--- Source records ---
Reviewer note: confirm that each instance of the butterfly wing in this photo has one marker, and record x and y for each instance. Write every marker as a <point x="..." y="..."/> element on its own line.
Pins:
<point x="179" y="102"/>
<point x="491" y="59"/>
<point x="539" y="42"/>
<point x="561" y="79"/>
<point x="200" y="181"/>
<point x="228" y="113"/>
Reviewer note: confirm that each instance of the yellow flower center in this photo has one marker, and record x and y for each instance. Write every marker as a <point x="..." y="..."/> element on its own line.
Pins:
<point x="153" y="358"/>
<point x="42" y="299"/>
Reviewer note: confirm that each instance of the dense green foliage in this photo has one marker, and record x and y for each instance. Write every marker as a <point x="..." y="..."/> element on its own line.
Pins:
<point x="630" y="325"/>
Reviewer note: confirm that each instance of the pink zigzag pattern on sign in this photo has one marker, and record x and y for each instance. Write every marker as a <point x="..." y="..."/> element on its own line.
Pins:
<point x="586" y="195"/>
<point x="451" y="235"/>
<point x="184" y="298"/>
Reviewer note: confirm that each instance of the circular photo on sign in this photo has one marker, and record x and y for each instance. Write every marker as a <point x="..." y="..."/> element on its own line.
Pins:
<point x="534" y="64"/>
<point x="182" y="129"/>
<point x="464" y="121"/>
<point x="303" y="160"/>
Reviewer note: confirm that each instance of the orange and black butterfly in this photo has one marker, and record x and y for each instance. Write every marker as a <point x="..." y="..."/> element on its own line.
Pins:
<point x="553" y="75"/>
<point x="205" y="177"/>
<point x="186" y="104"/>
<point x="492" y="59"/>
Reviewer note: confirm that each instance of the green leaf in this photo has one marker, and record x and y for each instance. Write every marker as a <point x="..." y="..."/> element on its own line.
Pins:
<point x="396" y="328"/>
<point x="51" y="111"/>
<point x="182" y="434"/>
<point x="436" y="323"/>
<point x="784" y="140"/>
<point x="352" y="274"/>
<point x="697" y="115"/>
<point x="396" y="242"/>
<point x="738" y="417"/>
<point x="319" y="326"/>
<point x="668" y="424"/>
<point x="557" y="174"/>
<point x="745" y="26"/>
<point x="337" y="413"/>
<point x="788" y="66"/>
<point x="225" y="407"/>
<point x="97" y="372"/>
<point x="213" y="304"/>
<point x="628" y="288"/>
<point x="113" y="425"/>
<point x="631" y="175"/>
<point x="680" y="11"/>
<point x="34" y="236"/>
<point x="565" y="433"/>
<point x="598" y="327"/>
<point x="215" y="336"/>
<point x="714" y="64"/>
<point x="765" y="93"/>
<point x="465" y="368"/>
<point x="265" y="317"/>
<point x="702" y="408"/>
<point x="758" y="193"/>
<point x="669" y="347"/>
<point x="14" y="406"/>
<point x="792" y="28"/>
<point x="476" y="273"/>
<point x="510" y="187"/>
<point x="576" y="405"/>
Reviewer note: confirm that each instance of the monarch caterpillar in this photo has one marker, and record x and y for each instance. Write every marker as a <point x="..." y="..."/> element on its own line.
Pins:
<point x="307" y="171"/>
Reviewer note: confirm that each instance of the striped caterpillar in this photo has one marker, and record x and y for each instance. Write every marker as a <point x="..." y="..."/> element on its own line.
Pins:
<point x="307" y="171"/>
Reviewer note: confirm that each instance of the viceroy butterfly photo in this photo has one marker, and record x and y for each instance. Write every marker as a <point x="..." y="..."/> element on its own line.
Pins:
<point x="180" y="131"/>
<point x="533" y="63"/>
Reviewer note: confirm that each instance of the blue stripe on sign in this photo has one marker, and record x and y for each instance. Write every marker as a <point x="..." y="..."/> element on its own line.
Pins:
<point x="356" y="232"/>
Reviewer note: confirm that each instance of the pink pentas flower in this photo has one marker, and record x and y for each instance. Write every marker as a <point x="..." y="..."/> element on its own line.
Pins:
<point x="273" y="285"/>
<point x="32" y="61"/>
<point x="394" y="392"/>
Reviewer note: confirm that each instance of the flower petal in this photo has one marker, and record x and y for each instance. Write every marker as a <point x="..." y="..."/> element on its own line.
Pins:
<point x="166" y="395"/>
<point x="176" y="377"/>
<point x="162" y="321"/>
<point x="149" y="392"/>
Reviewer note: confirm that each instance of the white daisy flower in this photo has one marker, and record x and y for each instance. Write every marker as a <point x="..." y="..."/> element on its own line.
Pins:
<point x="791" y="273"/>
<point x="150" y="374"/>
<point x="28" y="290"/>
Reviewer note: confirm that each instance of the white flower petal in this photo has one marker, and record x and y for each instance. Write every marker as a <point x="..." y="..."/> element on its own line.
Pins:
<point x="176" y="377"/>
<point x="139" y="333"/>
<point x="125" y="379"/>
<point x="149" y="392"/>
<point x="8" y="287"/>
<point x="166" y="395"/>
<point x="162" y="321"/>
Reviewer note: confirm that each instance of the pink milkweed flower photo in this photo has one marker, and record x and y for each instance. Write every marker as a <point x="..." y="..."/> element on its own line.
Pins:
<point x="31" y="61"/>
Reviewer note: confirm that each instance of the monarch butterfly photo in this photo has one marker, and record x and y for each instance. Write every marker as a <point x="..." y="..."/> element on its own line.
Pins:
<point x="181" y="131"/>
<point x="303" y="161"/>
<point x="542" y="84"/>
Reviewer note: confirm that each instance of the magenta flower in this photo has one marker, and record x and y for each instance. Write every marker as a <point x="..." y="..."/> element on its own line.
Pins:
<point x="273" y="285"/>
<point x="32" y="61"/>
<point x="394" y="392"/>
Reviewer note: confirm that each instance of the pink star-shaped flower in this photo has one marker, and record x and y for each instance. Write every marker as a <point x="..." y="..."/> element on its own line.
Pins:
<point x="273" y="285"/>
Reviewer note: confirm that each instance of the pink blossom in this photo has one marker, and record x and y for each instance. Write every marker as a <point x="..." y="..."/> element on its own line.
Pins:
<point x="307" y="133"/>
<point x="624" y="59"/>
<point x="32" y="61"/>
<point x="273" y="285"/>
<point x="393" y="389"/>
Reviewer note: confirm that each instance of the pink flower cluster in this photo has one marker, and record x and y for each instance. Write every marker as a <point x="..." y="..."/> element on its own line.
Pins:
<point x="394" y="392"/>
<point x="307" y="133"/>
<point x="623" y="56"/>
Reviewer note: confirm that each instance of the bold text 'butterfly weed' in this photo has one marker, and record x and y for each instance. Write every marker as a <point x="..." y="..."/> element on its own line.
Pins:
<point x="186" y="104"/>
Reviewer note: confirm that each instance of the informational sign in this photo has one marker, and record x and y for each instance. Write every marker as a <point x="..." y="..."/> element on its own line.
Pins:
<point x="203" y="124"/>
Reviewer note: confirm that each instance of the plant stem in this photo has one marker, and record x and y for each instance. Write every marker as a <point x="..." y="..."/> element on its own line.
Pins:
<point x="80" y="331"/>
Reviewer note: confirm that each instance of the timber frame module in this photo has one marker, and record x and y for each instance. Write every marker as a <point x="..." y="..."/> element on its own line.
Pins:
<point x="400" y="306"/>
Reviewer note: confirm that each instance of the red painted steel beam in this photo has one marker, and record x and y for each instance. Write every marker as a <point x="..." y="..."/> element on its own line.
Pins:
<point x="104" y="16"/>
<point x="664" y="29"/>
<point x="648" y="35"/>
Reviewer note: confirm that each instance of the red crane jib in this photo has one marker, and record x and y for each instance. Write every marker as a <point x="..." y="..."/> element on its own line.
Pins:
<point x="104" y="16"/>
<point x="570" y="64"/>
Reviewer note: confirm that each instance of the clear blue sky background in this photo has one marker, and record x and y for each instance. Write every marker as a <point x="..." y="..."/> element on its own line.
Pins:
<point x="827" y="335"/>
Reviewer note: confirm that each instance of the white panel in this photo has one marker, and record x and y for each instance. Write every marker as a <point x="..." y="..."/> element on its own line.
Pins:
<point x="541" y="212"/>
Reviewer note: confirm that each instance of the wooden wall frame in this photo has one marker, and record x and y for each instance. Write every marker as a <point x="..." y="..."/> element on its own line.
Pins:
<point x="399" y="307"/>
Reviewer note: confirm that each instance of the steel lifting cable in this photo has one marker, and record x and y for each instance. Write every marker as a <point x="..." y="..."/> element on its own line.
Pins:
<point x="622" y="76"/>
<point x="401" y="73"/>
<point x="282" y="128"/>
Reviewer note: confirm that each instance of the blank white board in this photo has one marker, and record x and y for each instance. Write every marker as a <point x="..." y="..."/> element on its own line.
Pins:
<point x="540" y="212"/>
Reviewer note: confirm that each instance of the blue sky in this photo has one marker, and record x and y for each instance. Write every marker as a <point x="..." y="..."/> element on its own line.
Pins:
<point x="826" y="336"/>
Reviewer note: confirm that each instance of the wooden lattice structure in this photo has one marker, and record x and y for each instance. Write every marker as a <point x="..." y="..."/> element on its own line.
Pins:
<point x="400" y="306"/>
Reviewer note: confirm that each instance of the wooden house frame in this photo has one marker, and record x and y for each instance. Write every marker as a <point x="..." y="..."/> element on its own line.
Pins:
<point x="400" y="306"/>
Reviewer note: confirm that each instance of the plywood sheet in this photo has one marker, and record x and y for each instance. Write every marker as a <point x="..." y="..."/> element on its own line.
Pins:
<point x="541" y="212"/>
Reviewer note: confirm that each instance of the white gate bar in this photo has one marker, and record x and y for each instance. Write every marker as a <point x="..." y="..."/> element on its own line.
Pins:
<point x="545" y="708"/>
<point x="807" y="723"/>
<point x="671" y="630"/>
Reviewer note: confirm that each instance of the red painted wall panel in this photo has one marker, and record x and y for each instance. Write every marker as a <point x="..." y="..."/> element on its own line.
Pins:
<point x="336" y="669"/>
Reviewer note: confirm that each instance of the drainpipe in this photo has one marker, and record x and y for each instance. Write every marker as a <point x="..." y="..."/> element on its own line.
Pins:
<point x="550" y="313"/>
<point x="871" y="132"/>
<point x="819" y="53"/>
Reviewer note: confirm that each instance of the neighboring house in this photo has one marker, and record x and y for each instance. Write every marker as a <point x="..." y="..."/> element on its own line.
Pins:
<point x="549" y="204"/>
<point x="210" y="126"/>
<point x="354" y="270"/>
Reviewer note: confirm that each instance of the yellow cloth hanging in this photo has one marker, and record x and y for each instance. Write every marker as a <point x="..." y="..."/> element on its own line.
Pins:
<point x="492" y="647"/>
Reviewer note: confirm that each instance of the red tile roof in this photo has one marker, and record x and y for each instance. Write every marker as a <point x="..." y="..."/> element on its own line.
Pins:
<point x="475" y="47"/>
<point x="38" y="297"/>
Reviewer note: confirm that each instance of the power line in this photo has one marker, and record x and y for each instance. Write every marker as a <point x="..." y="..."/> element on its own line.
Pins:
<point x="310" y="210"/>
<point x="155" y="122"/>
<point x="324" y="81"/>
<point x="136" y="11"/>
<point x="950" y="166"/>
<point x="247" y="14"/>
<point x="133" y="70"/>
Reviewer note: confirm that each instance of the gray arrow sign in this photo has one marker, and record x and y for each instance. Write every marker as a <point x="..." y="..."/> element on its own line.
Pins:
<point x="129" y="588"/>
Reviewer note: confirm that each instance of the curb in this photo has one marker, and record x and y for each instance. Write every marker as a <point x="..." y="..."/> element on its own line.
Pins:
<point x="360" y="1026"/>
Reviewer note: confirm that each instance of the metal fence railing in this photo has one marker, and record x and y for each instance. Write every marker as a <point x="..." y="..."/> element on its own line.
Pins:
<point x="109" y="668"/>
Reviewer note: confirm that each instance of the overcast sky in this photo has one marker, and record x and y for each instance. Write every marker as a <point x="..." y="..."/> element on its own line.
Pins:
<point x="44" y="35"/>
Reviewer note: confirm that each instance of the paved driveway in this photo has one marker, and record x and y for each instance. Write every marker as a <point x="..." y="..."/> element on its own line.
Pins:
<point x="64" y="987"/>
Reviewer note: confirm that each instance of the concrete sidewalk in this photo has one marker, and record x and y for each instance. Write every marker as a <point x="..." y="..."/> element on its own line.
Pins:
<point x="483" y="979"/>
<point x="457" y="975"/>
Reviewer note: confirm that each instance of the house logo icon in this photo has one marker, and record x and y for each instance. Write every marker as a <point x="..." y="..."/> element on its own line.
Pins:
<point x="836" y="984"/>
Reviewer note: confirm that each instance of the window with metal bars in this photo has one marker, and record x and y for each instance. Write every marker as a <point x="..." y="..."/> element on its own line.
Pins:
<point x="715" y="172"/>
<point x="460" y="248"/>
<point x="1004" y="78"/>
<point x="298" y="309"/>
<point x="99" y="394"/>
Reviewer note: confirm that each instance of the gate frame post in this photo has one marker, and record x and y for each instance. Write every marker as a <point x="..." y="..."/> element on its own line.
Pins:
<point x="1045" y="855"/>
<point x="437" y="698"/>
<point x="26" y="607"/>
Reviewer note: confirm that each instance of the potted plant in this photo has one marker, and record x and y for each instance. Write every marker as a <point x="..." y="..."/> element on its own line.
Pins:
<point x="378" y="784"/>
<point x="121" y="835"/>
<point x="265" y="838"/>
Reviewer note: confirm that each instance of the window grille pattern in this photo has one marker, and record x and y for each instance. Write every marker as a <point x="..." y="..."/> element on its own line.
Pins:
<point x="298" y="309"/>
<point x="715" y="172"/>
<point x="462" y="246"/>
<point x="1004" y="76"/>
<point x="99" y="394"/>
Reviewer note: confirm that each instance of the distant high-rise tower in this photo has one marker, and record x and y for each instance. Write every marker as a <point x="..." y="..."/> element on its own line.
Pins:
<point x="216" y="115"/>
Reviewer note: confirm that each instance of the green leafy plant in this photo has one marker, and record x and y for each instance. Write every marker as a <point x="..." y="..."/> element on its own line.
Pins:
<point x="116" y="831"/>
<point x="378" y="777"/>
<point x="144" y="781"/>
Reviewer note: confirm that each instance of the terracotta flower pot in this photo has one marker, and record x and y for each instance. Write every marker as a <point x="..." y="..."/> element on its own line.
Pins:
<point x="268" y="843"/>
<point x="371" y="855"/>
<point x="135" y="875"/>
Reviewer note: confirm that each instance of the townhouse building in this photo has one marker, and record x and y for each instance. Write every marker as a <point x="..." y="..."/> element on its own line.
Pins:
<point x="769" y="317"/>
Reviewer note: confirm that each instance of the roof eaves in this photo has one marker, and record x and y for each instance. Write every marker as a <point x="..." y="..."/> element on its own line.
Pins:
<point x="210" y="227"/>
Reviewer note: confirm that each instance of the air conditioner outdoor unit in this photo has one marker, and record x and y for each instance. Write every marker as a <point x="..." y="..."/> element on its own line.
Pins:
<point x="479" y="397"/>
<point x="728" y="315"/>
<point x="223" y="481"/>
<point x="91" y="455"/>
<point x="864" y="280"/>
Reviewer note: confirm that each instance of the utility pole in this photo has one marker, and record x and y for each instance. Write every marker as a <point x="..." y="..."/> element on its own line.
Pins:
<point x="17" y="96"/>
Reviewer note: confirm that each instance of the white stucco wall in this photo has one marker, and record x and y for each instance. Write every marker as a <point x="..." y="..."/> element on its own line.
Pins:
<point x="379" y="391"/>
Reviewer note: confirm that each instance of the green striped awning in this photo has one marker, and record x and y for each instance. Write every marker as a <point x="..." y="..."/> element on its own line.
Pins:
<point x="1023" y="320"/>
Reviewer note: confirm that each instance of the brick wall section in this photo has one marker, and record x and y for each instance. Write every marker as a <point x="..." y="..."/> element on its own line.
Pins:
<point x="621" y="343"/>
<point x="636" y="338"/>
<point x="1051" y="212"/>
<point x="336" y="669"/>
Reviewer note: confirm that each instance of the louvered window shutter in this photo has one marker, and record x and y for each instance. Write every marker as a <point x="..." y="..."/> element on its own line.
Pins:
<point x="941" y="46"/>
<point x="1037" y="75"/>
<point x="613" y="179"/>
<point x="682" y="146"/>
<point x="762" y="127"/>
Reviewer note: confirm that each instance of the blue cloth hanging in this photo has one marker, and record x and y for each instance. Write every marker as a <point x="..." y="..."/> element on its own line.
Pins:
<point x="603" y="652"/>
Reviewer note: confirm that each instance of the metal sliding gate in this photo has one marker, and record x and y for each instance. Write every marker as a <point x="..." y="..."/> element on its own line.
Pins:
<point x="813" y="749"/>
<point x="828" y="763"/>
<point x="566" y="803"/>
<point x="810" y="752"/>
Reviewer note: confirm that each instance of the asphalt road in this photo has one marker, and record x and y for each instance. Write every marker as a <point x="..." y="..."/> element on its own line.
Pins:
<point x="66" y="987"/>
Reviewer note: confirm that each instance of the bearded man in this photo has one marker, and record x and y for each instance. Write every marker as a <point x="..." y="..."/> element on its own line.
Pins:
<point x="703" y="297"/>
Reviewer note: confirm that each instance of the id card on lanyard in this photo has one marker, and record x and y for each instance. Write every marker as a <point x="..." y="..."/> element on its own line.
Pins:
---
* _Problem to solve_: Which lines run from the one containing "Reviewer note: confirm that each instance of the bearded" to the end of the entries above? Quote exactly those, and only those.

* _Final answer_:
Reviewer note: confirm that each instance of the bearded man in this photo has one marker, and record x and y for each instance. Write every marker as a <point x="..." y="..."/> element on its own line.
Pins:
<point x="703" y="297"/>
Reviewer note: confirm that each instance of the id card on lanyard in this photo has one marker, and record x and y for each instance. Write every marker as a <point x="..." y="..."/> element on its own line.
Pins:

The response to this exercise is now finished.